*** Excerpted data

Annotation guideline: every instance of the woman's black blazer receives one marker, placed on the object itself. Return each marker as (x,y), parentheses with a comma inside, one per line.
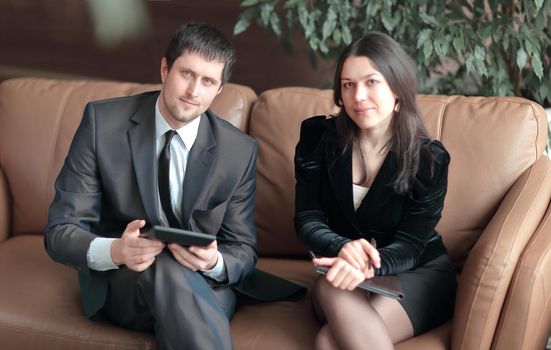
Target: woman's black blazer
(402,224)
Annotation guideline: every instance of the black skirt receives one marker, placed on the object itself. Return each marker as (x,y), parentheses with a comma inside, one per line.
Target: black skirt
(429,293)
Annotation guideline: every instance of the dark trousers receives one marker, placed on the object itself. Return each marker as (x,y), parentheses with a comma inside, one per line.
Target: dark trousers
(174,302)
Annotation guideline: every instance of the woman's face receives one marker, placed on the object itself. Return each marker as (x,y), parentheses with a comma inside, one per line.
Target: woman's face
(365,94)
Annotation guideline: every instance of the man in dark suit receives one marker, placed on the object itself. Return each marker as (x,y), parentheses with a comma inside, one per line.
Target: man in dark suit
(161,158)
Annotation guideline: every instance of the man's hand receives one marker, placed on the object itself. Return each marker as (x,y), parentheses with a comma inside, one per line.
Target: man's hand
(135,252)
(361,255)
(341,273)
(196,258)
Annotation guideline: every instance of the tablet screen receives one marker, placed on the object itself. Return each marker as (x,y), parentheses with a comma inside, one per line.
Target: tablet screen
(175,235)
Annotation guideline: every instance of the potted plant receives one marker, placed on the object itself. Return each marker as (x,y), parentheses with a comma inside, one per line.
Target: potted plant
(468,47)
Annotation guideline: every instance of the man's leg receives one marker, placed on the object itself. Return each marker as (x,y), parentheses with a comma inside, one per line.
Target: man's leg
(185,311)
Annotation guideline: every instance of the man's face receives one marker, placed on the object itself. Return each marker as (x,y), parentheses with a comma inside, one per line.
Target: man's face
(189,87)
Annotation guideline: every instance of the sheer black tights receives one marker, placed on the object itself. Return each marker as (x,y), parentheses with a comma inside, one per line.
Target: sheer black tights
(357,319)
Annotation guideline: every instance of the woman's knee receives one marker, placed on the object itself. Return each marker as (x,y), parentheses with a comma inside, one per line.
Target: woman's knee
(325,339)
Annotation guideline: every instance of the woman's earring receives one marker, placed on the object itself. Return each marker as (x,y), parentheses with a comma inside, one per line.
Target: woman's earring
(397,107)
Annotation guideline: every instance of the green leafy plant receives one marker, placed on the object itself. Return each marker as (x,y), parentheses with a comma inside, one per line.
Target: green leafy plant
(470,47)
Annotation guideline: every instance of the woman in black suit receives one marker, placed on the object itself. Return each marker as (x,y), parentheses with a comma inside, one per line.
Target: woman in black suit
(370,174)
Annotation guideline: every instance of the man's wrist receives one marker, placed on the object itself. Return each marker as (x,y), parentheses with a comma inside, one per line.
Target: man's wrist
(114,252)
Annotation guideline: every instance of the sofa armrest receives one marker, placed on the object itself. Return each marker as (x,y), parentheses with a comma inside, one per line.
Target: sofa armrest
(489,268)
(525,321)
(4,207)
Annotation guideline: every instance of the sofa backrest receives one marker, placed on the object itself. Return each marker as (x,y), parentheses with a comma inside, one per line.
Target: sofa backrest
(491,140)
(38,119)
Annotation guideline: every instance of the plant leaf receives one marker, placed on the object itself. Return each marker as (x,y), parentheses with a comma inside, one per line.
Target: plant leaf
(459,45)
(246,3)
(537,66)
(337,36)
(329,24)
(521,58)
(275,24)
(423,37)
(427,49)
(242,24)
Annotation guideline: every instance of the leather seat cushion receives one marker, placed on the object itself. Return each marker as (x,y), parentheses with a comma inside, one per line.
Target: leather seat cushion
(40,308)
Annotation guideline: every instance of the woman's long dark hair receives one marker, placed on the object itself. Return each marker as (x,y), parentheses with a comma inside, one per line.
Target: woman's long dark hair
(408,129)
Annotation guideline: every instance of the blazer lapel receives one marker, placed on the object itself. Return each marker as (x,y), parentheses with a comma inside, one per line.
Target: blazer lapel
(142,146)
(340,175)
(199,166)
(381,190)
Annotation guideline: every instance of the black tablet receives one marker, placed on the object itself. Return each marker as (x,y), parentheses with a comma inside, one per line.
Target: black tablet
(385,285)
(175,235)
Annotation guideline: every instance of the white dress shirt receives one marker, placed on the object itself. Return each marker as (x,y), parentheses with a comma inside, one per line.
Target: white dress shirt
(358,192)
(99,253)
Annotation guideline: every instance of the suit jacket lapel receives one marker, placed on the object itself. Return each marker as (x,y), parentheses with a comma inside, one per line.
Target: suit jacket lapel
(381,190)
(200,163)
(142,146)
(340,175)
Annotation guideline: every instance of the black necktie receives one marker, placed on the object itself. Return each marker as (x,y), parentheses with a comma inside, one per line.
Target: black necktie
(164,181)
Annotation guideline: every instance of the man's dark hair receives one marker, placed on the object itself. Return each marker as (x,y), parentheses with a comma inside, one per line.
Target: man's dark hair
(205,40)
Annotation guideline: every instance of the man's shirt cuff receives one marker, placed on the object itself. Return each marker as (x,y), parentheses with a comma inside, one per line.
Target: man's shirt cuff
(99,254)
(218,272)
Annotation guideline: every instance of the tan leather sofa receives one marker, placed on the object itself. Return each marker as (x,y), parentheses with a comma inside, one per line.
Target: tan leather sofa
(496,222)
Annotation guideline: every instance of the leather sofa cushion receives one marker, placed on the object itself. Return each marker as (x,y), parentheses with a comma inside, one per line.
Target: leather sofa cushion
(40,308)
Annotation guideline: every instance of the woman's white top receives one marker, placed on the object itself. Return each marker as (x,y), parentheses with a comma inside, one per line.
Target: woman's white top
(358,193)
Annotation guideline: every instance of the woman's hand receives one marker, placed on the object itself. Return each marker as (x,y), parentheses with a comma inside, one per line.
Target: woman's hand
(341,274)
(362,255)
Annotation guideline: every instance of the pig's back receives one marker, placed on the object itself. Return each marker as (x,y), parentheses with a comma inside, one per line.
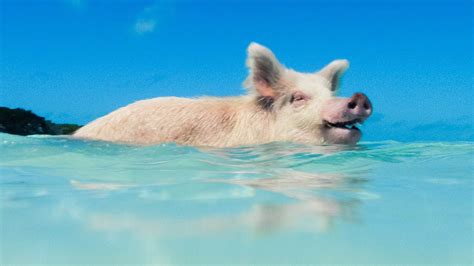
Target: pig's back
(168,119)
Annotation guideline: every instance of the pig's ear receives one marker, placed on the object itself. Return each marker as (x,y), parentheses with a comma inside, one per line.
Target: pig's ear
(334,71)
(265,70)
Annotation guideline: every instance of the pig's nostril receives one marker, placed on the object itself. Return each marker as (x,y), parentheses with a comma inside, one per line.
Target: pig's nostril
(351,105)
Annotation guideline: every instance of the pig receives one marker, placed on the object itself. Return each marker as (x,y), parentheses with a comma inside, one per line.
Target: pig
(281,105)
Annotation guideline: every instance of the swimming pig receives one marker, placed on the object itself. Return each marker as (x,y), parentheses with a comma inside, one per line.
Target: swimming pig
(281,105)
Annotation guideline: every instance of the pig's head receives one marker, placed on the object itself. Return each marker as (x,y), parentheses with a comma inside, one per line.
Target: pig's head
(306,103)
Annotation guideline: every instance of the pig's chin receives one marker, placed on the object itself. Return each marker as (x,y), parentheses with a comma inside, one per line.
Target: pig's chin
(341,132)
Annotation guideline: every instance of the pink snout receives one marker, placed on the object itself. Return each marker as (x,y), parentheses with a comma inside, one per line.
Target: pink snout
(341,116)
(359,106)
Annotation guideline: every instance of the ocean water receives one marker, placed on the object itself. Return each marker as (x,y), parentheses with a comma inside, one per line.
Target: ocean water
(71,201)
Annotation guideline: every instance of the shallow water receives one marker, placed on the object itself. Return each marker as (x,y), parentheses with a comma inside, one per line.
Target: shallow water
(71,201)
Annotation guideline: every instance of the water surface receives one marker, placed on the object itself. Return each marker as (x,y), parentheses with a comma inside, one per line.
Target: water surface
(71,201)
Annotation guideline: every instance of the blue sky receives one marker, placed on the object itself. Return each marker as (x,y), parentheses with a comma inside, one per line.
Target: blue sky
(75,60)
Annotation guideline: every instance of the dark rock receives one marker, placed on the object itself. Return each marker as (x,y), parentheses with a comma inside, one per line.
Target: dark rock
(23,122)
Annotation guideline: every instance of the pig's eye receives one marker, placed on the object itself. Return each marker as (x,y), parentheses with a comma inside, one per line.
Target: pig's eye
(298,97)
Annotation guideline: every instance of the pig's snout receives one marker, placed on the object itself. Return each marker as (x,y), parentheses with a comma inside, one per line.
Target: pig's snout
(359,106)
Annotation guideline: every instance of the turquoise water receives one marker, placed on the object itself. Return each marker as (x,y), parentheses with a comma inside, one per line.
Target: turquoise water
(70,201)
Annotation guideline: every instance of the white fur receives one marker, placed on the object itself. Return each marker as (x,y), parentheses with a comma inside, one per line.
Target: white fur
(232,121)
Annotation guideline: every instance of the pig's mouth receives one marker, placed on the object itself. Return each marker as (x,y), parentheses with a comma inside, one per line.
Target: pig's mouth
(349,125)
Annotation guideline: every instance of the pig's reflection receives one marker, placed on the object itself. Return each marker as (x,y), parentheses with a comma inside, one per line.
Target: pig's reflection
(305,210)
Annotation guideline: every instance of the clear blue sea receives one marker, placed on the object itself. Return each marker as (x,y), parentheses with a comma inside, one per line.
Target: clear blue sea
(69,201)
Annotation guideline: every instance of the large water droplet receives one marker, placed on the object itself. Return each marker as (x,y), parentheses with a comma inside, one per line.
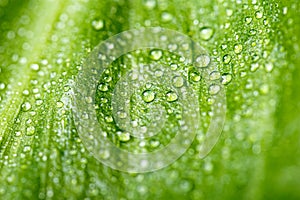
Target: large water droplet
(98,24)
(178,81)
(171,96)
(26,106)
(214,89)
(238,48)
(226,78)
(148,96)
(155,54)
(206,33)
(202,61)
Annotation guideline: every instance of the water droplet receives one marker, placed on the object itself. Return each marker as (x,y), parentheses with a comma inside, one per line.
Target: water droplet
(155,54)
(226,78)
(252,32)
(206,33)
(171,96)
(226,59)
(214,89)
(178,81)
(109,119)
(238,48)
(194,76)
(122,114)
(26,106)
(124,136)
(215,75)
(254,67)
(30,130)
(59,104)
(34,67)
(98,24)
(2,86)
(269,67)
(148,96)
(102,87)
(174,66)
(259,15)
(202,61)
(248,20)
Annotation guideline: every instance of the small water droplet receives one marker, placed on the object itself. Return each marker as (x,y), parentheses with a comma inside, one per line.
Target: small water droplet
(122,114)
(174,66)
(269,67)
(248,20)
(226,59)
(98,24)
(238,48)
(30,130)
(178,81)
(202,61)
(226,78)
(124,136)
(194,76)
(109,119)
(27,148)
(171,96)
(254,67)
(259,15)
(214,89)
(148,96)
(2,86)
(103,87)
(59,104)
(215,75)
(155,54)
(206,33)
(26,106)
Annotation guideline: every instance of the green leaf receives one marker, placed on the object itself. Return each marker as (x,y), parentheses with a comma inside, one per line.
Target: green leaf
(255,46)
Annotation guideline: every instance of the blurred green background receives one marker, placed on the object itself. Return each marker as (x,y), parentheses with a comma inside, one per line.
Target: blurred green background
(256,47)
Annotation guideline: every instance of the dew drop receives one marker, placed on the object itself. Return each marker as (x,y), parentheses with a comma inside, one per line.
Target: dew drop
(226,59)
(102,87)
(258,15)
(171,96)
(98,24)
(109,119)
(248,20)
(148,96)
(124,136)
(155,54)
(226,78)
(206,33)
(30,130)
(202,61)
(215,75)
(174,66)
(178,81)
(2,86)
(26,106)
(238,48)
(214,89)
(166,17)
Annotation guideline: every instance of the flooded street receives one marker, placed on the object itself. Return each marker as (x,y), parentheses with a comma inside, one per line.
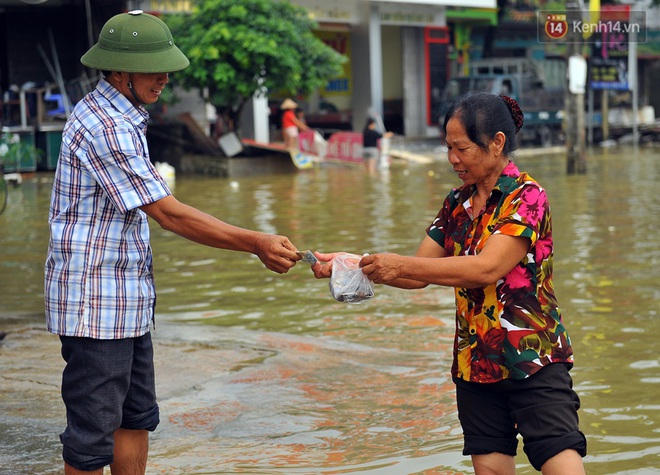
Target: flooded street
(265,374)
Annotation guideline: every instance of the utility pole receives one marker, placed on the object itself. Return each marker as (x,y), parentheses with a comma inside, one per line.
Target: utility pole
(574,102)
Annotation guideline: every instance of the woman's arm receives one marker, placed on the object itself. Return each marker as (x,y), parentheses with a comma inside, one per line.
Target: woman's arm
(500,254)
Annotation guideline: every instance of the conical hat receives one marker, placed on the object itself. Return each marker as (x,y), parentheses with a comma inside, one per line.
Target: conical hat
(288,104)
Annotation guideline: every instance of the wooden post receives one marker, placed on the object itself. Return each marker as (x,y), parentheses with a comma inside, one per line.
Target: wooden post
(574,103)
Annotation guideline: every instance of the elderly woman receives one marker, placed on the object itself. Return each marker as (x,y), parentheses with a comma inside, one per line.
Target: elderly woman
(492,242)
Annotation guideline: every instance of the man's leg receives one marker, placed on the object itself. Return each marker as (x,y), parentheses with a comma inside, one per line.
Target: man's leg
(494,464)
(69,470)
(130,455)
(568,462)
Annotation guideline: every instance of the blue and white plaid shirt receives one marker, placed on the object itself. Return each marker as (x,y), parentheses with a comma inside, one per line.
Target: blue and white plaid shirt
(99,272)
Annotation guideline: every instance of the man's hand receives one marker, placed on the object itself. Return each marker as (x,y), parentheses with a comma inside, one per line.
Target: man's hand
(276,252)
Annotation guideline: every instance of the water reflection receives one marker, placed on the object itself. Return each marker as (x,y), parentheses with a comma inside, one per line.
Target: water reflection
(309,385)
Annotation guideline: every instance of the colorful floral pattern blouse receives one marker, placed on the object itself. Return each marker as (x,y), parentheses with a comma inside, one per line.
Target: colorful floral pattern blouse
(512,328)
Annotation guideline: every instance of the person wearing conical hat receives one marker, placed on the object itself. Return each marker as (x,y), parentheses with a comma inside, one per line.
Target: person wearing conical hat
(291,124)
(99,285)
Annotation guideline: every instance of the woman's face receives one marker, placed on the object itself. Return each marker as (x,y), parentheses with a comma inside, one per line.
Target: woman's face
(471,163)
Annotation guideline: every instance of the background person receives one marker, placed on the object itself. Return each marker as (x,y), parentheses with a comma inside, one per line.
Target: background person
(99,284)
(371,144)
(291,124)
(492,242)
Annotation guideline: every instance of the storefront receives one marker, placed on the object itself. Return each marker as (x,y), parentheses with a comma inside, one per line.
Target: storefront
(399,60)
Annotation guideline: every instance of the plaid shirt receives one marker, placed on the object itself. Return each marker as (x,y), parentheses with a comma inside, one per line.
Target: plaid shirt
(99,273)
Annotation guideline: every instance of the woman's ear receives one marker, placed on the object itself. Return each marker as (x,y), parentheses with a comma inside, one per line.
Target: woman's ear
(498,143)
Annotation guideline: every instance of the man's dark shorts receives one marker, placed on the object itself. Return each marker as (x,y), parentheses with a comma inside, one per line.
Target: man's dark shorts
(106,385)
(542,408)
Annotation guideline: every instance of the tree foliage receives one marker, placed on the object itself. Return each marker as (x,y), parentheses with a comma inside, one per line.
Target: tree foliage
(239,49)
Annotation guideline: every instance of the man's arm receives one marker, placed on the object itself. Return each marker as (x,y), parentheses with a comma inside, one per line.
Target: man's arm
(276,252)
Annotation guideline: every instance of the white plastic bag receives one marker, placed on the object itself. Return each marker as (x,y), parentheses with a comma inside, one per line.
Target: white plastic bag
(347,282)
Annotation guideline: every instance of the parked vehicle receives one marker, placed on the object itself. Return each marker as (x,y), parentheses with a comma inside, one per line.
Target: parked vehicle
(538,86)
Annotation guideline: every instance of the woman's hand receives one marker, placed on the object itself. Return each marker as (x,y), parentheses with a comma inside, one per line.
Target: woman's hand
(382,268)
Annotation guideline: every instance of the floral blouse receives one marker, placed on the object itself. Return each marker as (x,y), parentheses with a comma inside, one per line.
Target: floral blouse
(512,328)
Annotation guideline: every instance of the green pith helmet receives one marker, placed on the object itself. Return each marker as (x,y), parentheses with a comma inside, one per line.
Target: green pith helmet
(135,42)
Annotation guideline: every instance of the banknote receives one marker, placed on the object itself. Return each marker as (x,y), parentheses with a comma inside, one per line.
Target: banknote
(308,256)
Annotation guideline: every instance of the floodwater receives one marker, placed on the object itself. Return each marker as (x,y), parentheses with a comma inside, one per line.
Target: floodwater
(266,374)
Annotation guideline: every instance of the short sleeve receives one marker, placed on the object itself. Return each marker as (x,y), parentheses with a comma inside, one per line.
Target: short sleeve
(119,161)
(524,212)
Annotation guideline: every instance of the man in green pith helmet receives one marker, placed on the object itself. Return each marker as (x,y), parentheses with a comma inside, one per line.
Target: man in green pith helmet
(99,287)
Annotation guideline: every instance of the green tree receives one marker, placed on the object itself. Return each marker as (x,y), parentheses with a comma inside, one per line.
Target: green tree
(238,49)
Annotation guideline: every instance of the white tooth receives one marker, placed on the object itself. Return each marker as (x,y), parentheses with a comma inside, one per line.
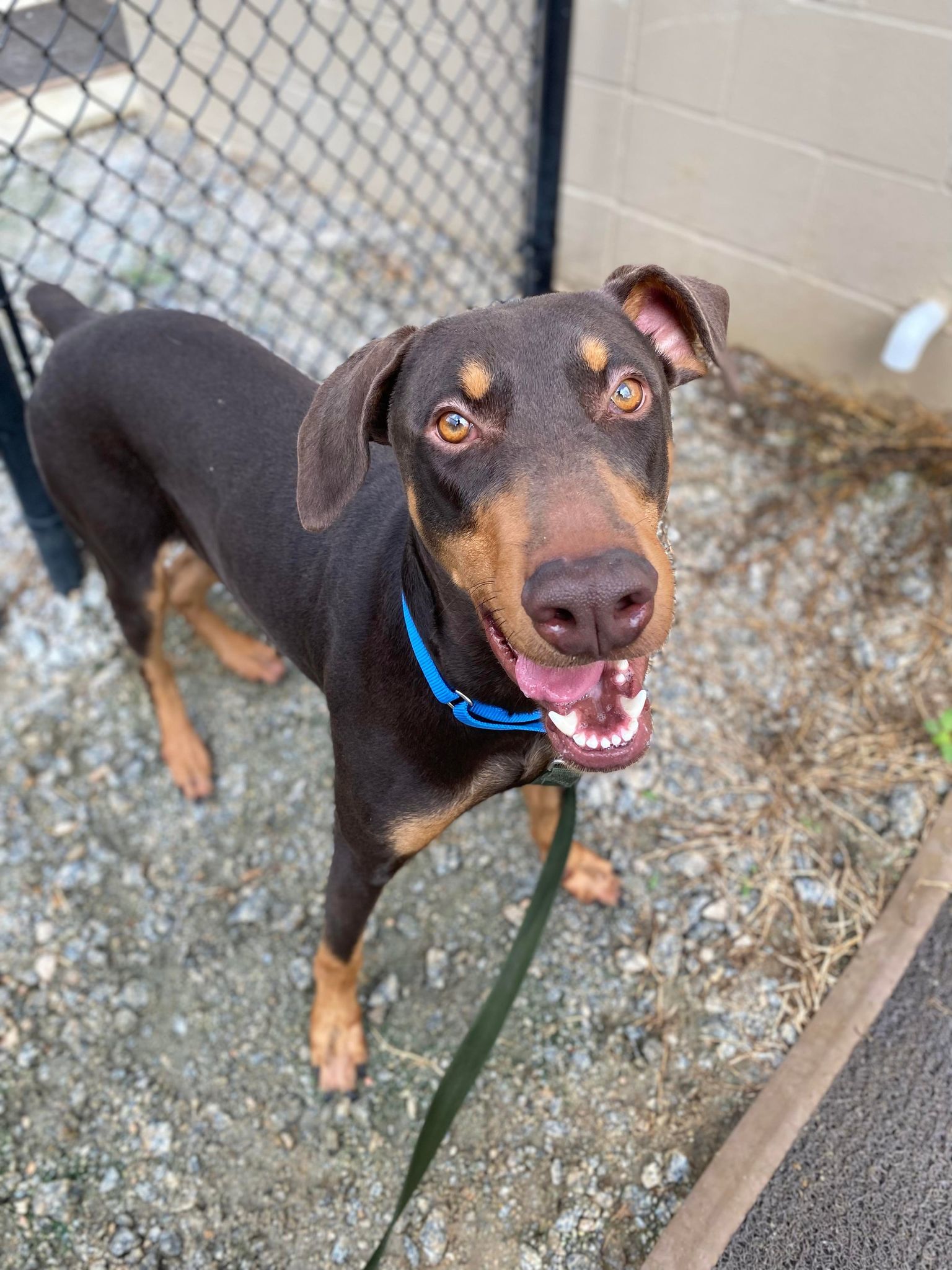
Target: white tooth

******

● **What you will do**
The answer must consist of every line above that contains the word "tooth".

● **Task result**
Annotation guideline: every instance of the white tooth receives one marker, placed on the object itself. Return each marker as (x,y), parentheses with a comma inside, one per line.
Target: white tooth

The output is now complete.